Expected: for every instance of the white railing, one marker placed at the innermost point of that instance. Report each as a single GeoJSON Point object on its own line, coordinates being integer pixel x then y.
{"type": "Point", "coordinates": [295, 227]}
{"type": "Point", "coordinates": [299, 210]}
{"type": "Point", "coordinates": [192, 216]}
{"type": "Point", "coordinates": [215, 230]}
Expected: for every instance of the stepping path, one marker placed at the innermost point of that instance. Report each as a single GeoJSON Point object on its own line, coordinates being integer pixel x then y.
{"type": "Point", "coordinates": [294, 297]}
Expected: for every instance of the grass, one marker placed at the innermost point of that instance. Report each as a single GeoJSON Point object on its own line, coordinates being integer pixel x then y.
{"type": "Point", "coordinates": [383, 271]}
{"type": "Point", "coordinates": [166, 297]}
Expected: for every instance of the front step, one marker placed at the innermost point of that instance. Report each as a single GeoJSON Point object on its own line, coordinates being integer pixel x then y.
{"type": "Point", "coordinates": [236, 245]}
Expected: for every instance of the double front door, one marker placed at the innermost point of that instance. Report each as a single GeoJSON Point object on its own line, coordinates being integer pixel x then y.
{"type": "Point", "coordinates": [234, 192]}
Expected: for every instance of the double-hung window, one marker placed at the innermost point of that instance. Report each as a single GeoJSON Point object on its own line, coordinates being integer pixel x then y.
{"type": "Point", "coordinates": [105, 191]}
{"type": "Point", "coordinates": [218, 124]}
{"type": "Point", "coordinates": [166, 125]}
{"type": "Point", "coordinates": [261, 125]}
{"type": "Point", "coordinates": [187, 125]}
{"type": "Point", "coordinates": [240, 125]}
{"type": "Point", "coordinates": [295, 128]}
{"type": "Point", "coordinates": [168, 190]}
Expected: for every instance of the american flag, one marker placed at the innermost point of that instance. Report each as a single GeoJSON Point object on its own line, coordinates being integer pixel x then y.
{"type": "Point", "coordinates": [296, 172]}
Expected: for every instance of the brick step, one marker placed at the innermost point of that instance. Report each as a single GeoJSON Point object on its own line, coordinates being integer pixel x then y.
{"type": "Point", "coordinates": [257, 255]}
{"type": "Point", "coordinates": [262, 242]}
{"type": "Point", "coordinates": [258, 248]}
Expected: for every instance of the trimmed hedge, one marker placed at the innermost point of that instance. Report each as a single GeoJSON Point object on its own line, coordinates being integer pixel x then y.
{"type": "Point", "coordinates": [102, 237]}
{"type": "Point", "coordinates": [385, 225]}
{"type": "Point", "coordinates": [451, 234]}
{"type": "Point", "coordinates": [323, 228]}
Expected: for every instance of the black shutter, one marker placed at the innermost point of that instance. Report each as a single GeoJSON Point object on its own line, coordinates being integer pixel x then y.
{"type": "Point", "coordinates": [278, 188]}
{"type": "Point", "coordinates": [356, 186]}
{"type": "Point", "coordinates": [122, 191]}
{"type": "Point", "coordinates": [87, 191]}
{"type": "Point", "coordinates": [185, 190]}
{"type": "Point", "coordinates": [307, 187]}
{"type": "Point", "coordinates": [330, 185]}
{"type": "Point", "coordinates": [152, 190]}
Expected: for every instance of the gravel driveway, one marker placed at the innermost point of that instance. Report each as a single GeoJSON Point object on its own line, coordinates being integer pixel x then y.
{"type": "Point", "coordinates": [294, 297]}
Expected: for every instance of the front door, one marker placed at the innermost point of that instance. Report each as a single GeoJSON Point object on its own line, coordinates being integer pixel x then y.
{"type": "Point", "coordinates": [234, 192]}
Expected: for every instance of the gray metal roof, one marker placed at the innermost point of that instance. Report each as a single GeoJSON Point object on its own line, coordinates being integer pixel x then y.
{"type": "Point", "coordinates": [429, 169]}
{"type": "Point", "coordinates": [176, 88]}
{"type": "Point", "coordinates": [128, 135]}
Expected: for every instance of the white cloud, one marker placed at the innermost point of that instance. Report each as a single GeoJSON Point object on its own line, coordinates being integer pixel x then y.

......

◆ EXERCISE:
Retype the records, line for line.

◆ SOLUTION TO THE EXERCISE:
Expected: for every instance of the white railing, one marker placed at the innermost point of that instance. Report each as a single GeoJSON Point object on its own line, coordinates being integer pixel x then y.
{"type": "Point", "coordinates": [295, 227]}
{"type": "Point", "coordinates": [299, 210]}
{"type": "Point", "coordinates": [192, 216]}
{"type": "Point", "coordinates": [215, 230]}
Expected: for every instance of the stepping path, one marker placed at the innermost point of that instance. Report each as a single GeoJSON Point object on its own line, coordinates being integer pixel x then y.
{"type": "Point", "coordinates": [294, 297]}
Expected: for every instance of the grass, one marker placed at the innermost point of that instance. Report each as a single GeoJSON Point object on its own line, coordinates being integer pixel x then y.
{"type": "Point", "coordinates": [383, 271]}
{"type": "Point", "coordinates": [166, 297]}
Expected: for every instance of the front step, one marker placed at the innermost point of that instance. Report each as a single GeoJSON Point object on its own line, coordinates being integer pixel x then y.
{"type": "Point", "coordinates": [236, 245]}
Expected: for every instance of the double front door, one marker placed at the innermost point of that instance. Report each as a single GeoJSON Point object on its own line, coordinates being integer pixel x then y.
{"type": "Point", "coordinates": [234, 192]}
Expected: for every instance of the double-hung window, one marker placed at the innermost point of that instance. Report each as a single GeoJSON Point object on its own line, coordinates being integer pixel x then y.
{"type": "Point", "coordinates": [105, 191]}
{"type": "Point", "coordinates": [218, 124]}
{"type": "Point", "coordinates": [166, 125]}
{"type": "Point", "coordinates": [261, 125]}
{"type": "Point", "coordinates": [187, 125]}
{"type": "Point", "coordinates": [240, 125]}
{"type": "Point", "coordinates": [295, 128]}
{"type": "Point", "coordinates": [168, 190]}
Expected: for every instance of the american flag, one marker placed at the innermost point of that instance. Report each as a single GeoJSON Point object on its own line, coordinates being integer pixel x then y.
{"type": "Point", "coordinates": [296, 172]}
Expected: for every instance of the brick step, one marker placed at the innermost point of that instance. Report each as a single GeoJSON Point object on its own line, coordinates being integer pixel x then y.
{"type": "Point", "coordinates": [257, 255]}
{"type": "Point", "coordinates": [262, 242]}
{"type": "Point", "coordinates": [258, 248]}
Expected: for every instance of the trimmed hedge, one marker placed at the innermost point of that instance. Report each as a single GeoJSON Point object on its own line, coordinates being integer pixel x then y.
{"type": "Point", "coordinates": [102, 237]}
{"type": "Point", "coordinates": [385, 225]}
{"type": "Point", "coordinates": [451, 234]}
{"type": "Point", "coordinates": [323, 228]}
Expected: for every instance of the black shutter, one marker placed at the innermost point of that instance. Report each as a single GeoJSON Point object on its own line, coordinates being integer pixel x then y.
{"type": "Point", "coordinates": [278, 188]}
{"type": "Point", "coordinates": [356, 186]}
{"type": "Point", "coordinates": [122, 191]}
{"type": "Point", "coordinates": [87, 191]}
{"type": "Point", "coordinates": [185, 190]}
{"type": "Point", "coordinates": [307, 187]}
{"type": "Point", "coordinates": [330, 185]}
{"type": "Point", "coordinates": [152, 190]}
Expected: for every instance of the gravel driveway, one marker placed at the innermost point of that instance. Report each as a single GeoJSON Point object on its own line, coordinates being integer pixel x then y.
{"type": "Point", "coordinates": [294, 297]}
Expected: for every instance of the front door, one marker placed at the innermost point of that instance. Report each as a single GeoJSON Point object on its own line, coordinates being integer pixel x then y.
{"type": "Point", "coordinates": [234, 192]}
Expected: for every instance of the gray metal roof, one marker placed at the innermost point of that instance. Report each as a single GeoJSON Point object on its own line, coordinates being integer pixel x then y.
{"type": "Point", "coordinates": [429, 169]}
{"type": "Point", "coordinates": [176, 88]}
{"type": "Point", "coordinates": [128, 135]}
Expected: for every instance of the white cloud, one marker placed at the innermost point of that instance. Report each as a single GeoJSON Point object on its own line, coordinates being integer pixel x then y.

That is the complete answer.